─── PASSAGE SHOWN

The family remained in the Huddersfield area but it cannot have been easy for Mary, a widow still in her thirties, raising two children one aged four and the other 18 months. The strain may have been one reason for Mary’s death five years later at the age of 40, young even by the standards of the time.

Orphaned, the children needed someone to care for them. John’s mother was not married in 1881 and may never have married and may have died in 1896. This would explain why the children moved to County Durham to live with their mother’s family.

By 1911, Doris was with her grandmother, Jane Allinson (she must have married a second time) at Witton Park, a colliery village near West Auckland, Durham. In the same village Thomas lived with his uncle William Parker, who was a licensed hawker. Like his cousin John Parker, Thomas was a ’Colliery Driver’ at the age of 14. He looked after the mine’s horses. By the time he enlisted he was a miner.

Thomas joined the 10th Battalion, Durham Light Infantry, which had recently been formed in Newcastle, on 28 August 1914. Many miners joined up in the early days of the war, perhaps because conditions in the pits were so poor that service in the army, expected to be only for a short period, seemed exciting. In fact, in Witton Park, so many skilled miners enlisted that the pit had to close in 1917.

At his medical at Bishop Auckland Thomas was described as 5’ 5” tall, weighing 130 lbs, or just over 9 st, and with a 34½ inch chest. His physical development and vision were both good and he had been vaccinated in infancy. He gave his religion as Wesleyan.

His battalion first went Woking and then Aldershot during which the newly formed unit received basic training. No doubt, like many of his contemporaries, Thomas, being well fed by the army, and perhaps eating well for the first time, put on weight and may even have grown a little taller.

The Battalion and was finally sent to France in 1915, landing at Boulogne on 21 May.

──────

Continue the account of Thomas's life and war service, picking up after the battalion lands at Boulogne.

─── EXTRACTED MATERIAL

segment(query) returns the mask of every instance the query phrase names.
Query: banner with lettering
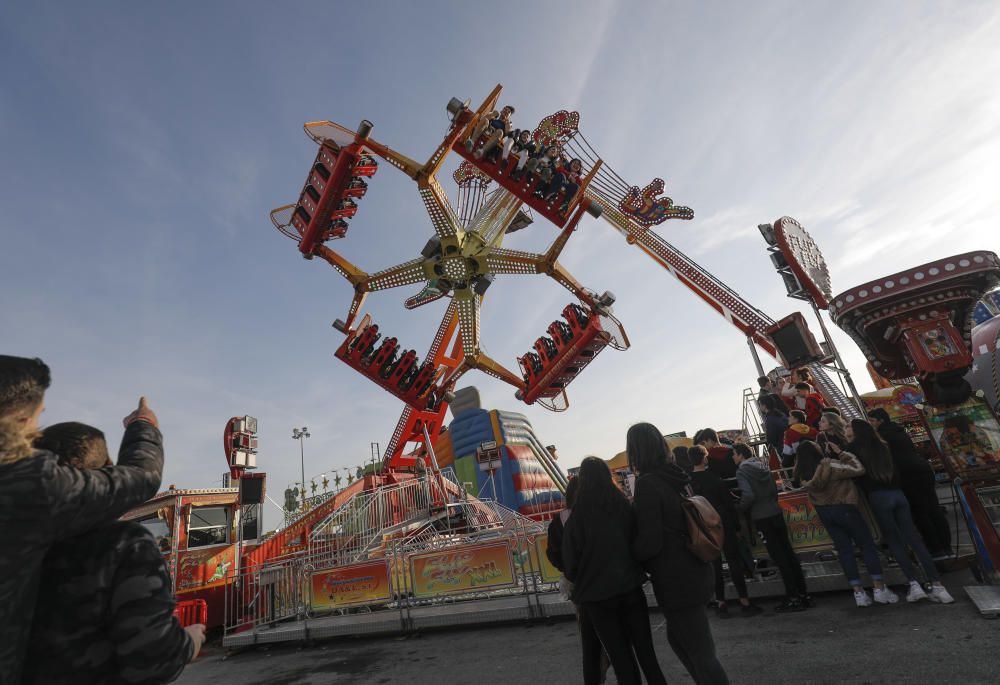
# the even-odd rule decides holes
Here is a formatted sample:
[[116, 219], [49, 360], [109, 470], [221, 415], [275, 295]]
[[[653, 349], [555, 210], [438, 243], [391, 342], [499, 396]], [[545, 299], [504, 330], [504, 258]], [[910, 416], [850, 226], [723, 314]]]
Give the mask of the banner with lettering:
[[311, 585], [313, 611], [377, 604], [392, 599], [389, 567], [385, 561], [320, 571], [313, 574]]
[[436, 597], [514, 585], [507, 542], [455, 547], [410, 557], [416, 597]]

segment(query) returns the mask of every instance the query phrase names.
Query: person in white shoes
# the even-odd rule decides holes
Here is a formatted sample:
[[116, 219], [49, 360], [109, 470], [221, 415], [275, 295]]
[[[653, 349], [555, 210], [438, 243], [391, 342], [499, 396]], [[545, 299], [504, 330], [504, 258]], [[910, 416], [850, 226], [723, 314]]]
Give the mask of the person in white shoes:
[[795, 473], [802, 481], [802, 487], [809, 493], [816, 513], [826, 527], [837, 559], [844, 569], [847, 582], [854, 590], [854, 601], [859, 607], [872, 605], [872, 597], [861, 584], [858, 562], [854, 559], [854, 545], [857, 544], [864, 555], [865, 567], [874, 585], [875, 602], [895, 604], [899, 601], [892, 590], [882, 580], [882, 561], [878, 556], [875, 541], [858, 509], [858, 488], [854, 479], [865, 472], [850, 452], [840, 449], [832, 441], [823, 441], [820, 447], [812, 440], [800, 440], [796, 452]]
[[[882, 535], [885, 536], [889, 550], [899, 564], [900, 570], [910, 581], [906, 601], [919, 602], [922, 599], [930, 599], [940, 604], [951, 604], [955, 600], [941, 584], [941, 576], [934, 566], [934, 559], [927, 552], [924, 541], [913, 525], [910, 505], [900, 489], [899, 471], [892, 460], [889, 446], [871, 424], [861, 419], [851, 421], [847, 437], [851, 440], [847, 449], [857, 455], [865, 467], [861, 484], [868, 493], [868, 503], [871, 504], [875, 520], [878, 521]], [[910, 550], [913, 550], [920, 566], [924, 569], [930, 582], [930, 592], [925, 591], [917, 579], [917, 571], [910, 561]]]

──────

**WRITTEN REPLY**
The Battalion took part in many of the actions that made up th Battle of the Somme beginning in July 1916. On 19 August, Thomas was made Acting Lance Corporal and promoted Corporal nine days later in C Coy. This rapid rise may well reflect unit losses.

On 16 September 1916 he was described as wounded and subsequently, missing. He was later presumed to have been killed in action on that day, the second day of the Battle of Flers-Courcelette, a phase of the Battle of the Somme.

Thomas’ body does not seem to have been recovered for burial though his death was confirmed by an officer of the 7th Royal Sussex Regt. and retrieved his pay-book, some time later. This suggests that the area where Thomas fell was taken then lost by allied forces.

Doris was living at 4 Lindley Moor when Thomas named her in his will in May 1915 and she was still there when his effects were returned two years later. Earlier he had awarded her an allowance of 3/6d from his pay in addition to the separation allowance of 2/10d that she received as an orphaned sister.

Doris moved around subsequently: she gave an address in West Auckland when she completed the standard ‘next-of-kin’ form in December 1919. A different West Auckland address was given in later correspondence and still another when the ‘Soldier’s Penny’, memorial plaque, was despatched. At two of these, she was staying with a Mrs Johnson.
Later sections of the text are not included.